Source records
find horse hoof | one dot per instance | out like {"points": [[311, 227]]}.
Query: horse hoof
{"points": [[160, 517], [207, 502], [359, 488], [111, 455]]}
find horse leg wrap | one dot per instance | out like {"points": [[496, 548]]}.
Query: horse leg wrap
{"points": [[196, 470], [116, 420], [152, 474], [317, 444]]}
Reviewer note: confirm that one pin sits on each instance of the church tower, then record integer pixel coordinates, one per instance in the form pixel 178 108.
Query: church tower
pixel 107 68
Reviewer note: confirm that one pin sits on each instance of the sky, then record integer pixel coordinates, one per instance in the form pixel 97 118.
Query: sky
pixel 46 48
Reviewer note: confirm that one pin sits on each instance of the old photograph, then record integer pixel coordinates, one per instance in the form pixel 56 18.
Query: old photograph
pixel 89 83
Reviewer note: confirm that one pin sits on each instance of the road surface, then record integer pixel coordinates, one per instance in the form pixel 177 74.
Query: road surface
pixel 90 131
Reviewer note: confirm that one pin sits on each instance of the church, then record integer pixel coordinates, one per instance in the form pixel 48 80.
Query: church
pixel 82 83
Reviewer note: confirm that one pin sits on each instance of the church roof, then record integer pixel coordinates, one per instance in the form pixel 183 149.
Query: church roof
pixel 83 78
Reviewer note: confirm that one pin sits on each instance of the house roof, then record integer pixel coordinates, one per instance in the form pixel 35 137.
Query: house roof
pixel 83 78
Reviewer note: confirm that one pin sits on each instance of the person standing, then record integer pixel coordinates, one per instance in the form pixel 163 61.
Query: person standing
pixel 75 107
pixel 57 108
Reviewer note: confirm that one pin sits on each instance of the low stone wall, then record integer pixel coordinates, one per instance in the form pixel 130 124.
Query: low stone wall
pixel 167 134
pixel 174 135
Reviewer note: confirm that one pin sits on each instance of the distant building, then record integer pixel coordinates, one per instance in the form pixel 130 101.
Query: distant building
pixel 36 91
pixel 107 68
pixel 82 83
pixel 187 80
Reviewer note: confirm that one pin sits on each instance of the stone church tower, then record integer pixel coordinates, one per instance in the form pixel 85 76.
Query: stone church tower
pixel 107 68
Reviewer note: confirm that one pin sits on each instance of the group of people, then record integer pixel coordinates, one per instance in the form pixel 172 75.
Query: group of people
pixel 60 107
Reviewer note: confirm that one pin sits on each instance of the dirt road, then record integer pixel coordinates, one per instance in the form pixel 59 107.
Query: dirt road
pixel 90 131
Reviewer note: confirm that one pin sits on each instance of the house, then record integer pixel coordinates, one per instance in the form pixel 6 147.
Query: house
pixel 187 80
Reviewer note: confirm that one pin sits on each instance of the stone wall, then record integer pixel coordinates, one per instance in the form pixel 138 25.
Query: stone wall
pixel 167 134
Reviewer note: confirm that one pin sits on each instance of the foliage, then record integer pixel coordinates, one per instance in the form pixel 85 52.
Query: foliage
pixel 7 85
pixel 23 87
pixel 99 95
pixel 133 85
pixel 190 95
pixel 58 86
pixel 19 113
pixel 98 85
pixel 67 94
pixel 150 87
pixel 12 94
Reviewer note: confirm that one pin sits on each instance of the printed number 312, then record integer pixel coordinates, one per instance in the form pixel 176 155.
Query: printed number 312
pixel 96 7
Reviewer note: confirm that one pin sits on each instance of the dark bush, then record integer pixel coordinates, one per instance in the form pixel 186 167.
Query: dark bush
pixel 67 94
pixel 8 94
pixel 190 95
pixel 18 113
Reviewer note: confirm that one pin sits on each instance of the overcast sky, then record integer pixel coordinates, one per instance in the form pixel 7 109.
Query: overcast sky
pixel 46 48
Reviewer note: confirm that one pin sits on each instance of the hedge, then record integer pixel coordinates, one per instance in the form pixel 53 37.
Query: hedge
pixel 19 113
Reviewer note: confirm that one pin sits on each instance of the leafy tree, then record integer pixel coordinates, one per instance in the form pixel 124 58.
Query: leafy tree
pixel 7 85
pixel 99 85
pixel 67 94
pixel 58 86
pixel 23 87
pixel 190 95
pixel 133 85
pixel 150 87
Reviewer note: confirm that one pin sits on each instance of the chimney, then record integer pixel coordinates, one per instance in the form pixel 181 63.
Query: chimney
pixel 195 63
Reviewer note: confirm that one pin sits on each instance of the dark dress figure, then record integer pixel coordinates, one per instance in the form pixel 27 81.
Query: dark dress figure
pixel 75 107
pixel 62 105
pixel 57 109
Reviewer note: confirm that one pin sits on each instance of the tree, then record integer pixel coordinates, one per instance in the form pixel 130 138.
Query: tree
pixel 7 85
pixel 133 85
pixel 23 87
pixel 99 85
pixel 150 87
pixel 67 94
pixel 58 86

• _INSTRUCTIONS FOR THE TASK_:
Reply with nothing but a number: how many lines of the entries above contain the string "like"?

• _TASK RESULT_:
2